● Data listing
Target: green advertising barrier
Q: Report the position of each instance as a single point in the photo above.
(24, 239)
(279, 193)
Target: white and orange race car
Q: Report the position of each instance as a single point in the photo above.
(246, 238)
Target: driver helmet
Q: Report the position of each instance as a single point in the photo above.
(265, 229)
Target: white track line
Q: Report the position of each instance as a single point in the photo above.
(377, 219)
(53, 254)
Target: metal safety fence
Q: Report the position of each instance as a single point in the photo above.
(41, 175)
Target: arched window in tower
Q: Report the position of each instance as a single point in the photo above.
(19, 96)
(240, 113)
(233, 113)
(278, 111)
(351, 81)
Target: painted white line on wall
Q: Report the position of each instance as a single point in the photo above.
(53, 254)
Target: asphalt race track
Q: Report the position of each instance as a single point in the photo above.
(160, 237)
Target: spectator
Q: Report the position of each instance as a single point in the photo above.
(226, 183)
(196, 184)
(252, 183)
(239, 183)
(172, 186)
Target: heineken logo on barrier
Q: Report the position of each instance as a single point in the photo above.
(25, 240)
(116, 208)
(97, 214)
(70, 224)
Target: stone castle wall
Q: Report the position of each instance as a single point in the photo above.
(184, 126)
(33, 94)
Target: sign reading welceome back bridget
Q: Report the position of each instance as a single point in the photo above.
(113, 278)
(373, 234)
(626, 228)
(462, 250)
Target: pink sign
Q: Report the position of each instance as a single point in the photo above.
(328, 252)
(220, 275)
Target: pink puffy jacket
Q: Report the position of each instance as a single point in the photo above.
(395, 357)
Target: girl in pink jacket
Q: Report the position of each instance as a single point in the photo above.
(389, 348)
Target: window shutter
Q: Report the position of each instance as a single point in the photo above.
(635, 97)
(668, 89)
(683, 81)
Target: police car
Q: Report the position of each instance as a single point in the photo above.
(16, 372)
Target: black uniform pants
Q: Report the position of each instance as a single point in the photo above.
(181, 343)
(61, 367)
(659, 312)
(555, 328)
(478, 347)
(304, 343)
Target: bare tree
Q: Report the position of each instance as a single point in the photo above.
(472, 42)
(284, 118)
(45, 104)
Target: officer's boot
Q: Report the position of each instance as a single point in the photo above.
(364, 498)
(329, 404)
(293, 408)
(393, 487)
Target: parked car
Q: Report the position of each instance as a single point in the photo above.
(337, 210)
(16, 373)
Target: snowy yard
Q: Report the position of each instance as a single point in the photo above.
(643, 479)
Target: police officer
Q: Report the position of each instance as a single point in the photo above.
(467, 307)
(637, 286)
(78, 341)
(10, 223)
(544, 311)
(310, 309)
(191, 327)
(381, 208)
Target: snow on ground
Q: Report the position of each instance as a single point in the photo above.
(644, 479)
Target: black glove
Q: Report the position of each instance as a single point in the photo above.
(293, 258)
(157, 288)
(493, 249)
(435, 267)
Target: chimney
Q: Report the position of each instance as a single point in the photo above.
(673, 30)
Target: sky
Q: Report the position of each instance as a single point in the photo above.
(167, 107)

● What is being asked
Rewrite the lines above as a Markdown table with the columns "Number" and "Text", giving each line its own numbered row and skipping any blank lines.

● Response below
| Number | Text |
|---|---|
| 1 | Target: green advertising barrier |
| 2 | Q: Report the position of each instance as a single point in the photo above. |
| 3 | (24, 239) |
| 4 | (279, 193) |
| 5 | Target: white and orange race car |
| 6 | Q: Report the position of each instance as a single point in the photo above. |
| 7 | (246, 238) |
| 8 | Target: driver helmet |
| 9 | Q: Report the position of each instance as a single point in the photo above. |
| 10 | (265, 229) |
| 11 | Target: white track line |
| 12 | Q: Report the position of each instance as a single point in the photo above. |
| 13 | (377, 219) |
| 14 | (53, 254) |
| 15 | Target: metal safety fence |
| 16 | Q: Report the position of each instance as a single point in the photo above. |
| 17 | (41, 175) |
| 18 | Target: arched window in tower |
| 19 | Q: Report the position of each instance as a single point in the photo above. |
| 20 | (19, 96) |
| 21 | (240, 113) |
| 22 | (233, 113) |
| 23 | (278, 111) |
| 24 | (351, 81) |
| 25 | Target: painted white line on wall |
| 26 | Q: Report the position of each instance as a single point in the photo above. |
| 27 | (53, 254) |
| 28 | Target: asphalt race track |
| 29 | Q: Report the position of each instance as a single point in the photo above. |
| 30 | (160, 237) |
| 31 | Target: spectator |
| 32 | Q: Report the position of each instance as a single point in the photo above. |
| 33 | (226, 183) |
| 34 | (196, 184) |
| 35 | (252, 183) |
| 36 | (239, 183) |
| 37 | (172, 186) |
| 38 | Target: heineken logo on barrier |
| 39 | Q: Report the position of each instance as a single point in the photo above. |
| 40 | (25, 240) |
| 41 | (116, 208) |
| 42 | (97, 214) |
| 43 | (70, 224) |
| 44 | Target: stone castle wall |
| 45 | Q: Report the position of each instance as a single point in the photo above. |
| 46 | (184, 126) |
| 47 | (33, 94) |
| 48 | Target: sign reading welceome back bridget |
| 49 | Q: Report the position of each instance as a single point in the photo above. |
| 50 | (113, 278) |
| 51 | (373, 234) |
| 52 | (626, 228) |
| 53 | (462, 250) |
| 54 | Target: pink sign |
| 55 | Q: Report the position of each instance as a single point in the photo above. |
| 56 | (328, 252) |
| 57 | (220, 275) |
| 58 | Target: pink puffy jacket |
| 59 | Q: Report the position of each instance as a single point in the photo above. |
| 60 | (395, 357) |
| 61 | Target: girl in pink jacket |
| 62 | Q: Report the position of each instance as a single point in the photo above. |
| 63 | (389, 348) |
| 64 | Target: window shutter |
| 65 | Q: Report the position of each instance as a single point in the photo above. |
| 66 | (635, 97) |
| 67 | (668, 89) |
| 68 | (683, 81) |
| 69 | Target: police car |
| 70 | Q: Report the position of each instance as a single point in the photo above. |
| 71 | (16, 372) |
| 72 | Target: black uniform pants |
| 73 | Q: Report the position of each instance as a single point in the photo above. |
| 74 | (181, 343) |
| 75 | (61, 367) |
| 76 | (659, 312) |
| 77 | (555, 328) |
| 78 | (478, 347) |
| 79 | (304, 343) |
| 80 | Target: bare tree |
| 81 | Q: Report the position of each instance as a single point in the photo above. |
| 82 | (472, 42) |
| 83 | (284, 118) |
| 84 | (45, 104) |
| 85 | Target: officer's boot |
| 86 | Q: Report the position of each instance as a single point in the photo above. |
| 87 | (364, 498) |
| 88 | (329, 404) |
| 89 | (293, 408) |
| 90 | (393, 487) |
| 91 | Target: parked car |
| 92 | Q: Report the position of each instance as a single point in the photo above. |
| 93 | (337, 210) |
| 94 | (16, 373) |
| 95 | Target: snowy yard |
| 96 | Q: Report the position of each instance as a single point in the photo above. |
| 97 | (643, 479) |
| 98 | Target: police officer |
| 99 | Q: Report the position of each instance as a single point in the photo above. |
| 100 | (467, 307) |
| 101 | (637, 286) |
| 102 | (78, 341) |
| 103 | (10, 223) |
| 104 | (544, 311) |
| 105 | (310, 309) |
| 106 | (191, 327) |
| 107 | (381, 208) |
| 108 | Target: snow on ground |
| 109 | Q: Report the position of each instance as a single point in the photo above. |
| 110 | (644, 479) |
| 111 | Target: black glove |
| 112 | Q: Report the position of each instance as a single point in the photo above. |
| 113 | (293, 258) |
| 114 | (157, 288) |
| 115 | (493, 249) |
| 116 | (435, 267) |
| 117 | Target: chimney |
| 118 | Q: Report the position of each instance as a single point in the photo above. |
| 119 | (673, 30) |
| 120 | Target: sky |
| 121 | Q: Report the position of each instance as a single point in the photo above. |
| 122 | (167, 107) |